* _Passage shown_
Mankiw is a well respected economist, a major critic of the stimulus and auto bailouts, higher taxes and regulation,a a staunch supporter of free trade and his article on inequality is well worth reading. While he accepts the keynesian notion that the government should stimulate during bad times and have an expansionary monetary policy, he believes that we should do so with tax cuts. I happen to disagree with him on this, at present I agree more with Mr. Roubini, that in the present you want to be very cautious of inflation. But I know much less about economics than either of them, so I wont let my preference in politics lead me to call him a joke, or fashionably beat up on Harvard. By the way he was actually using the student suggestion as a way of illustrating that as a matter of theory a negative interest rate is possible. http://gregmankiw.blogspot.com/2009/04/more-on-negative-interest-rates.html
What this guy settles on is inflation of the money supply; a process well underway. The velocity of money has collapsed, which is causing price deflation in bubbly assets such as real estate. Employment is plummeting, so I don't see any floor in sight in this price deflation. At some point, though, all of those printed dollars are going to come home to roost in the form of inflation in prices. The Fed is stuck.
Is "velocity of money" a term of art? What does it mean?
Mr Cavanaugh Sir,
Wikipedia is my friend. Maybe it doesn't like you.
Velocity is the ratio of nominal income to the quanitity of money. V = Py/M. P equals the price level, y is the real volume of goods and services produced, and M is the quantity of money.
Of course, the more famous way of putting it is MV = Py. The quantity of money times how often each dollar is spent on final goods and services each year is equal to the average amount of money spent on each final good or services (the price level) times the real volume of final goods and services produced.
Velocity is also the reciprocal of "k," which is the amount of money people choose to hold relative to their income. V = 1/k and Md = kPy. Ms=Md in equilibrium, so Ms = kPy. Rearrange and Ms */1k = Py.

* _Supplied data_
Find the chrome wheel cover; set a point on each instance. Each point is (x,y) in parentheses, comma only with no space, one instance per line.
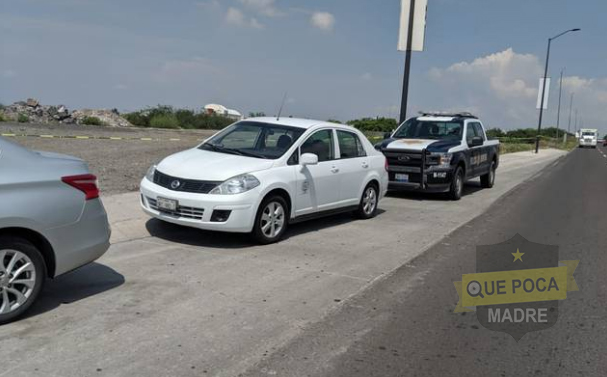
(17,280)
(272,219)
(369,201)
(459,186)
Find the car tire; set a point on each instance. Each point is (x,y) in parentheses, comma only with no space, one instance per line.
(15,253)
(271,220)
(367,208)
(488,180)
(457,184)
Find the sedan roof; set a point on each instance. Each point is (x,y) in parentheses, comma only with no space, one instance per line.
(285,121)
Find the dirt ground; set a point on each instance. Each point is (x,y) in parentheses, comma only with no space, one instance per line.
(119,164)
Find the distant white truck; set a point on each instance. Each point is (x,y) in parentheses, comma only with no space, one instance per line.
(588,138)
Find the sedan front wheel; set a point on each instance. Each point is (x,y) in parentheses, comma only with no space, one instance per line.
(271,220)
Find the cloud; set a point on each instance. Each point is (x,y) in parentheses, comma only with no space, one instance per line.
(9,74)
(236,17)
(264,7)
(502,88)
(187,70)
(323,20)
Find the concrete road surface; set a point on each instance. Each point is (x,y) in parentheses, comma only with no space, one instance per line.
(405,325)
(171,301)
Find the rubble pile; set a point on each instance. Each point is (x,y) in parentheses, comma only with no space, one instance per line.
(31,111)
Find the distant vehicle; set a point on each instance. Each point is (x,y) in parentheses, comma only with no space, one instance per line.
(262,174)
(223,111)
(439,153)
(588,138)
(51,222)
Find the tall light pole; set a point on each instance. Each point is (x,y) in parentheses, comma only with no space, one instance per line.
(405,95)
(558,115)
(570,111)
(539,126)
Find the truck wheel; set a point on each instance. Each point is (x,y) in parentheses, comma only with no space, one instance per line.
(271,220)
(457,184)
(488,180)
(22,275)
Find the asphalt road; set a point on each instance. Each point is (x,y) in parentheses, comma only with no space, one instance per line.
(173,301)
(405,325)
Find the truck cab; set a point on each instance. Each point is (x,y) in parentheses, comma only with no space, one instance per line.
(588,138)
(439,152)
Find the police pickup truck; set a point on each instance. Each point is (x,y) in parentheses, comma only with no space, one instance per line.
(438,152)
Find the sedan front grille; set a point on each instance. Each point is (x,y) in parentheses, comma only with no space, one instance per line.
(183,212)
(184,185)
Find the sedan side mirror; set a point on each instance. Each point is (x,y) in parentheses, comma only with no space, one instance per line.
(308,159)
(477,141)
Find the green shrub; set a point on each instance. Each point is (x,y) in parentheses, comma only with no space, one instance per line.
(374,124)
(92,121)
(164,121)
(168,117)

* _Required task A_
Transcribe part of the economics discussion, beginning at the words "Velocity is the" and stopping after "Ms */1k = Py.".
* _Required task B_
Extend the economics discussion with the next part, picking up right after its final sentence.
You won't need the lines for any of this.

* _Written response A_
Velocity is the ratio of nominal income to the quanitity of money. V = Py/M. P equals the price level, y is the real volume of goods and services produced, and M is the quantity of money.
Of course, the more famous way of putting it is MV = Py. The quantity of money times how often each dollar is spent on final goods and services each year is equal to the average amount of money spent on each final good or services (the price level) times the real volume of final goods and services produced.
Velocity is also the reciprocal of "k," which is the amount of money people choose to hold relative to their income. V = 1/k and Md = kPy. Ms=Md in equilibrium, so Ms = kPy. Rearrange and Ms */1k = Py.

* _Written response B_
Py is nominal income, total spending in the economy.
So, there you go... monetary theory in a nutshell.
If V and y don't change, then in the long run, the price level is proportionate to the quantity of money.
The only interest rates near zero are short term government bonds, FDIC insured deposits, and balances on deposit at the Federal Reserve bank. This are all low risk (because of government guarantees) very short term securities.
Long term risky secutires, like BAA corporate bonds have interest rates closer to 7%. No where near zero.
Anyway, if more people want to hold no risk, short term securities than anyone wants to supply, then the market response to that shortage is higher prices and lower yields. Why not negative? It isn't like all interest rates will be negative. Just for people who want to keep open their options (liquidity) and don't want to accept risk.
Of course, it won't happen because the government issues a low risk, short term debt instrument with zero interest--federal reserve notes.
If the goverment charged people for holding currency (like the peculiar scheme described by Mankiw,) then this would no longer be a restraint on market clearing. If hand-to-hand currency wasn't government guaranteed, say privately issued banknotes without deposit insurance, then maybe nominal interest rates on govenrment guaranteed debt could be negative.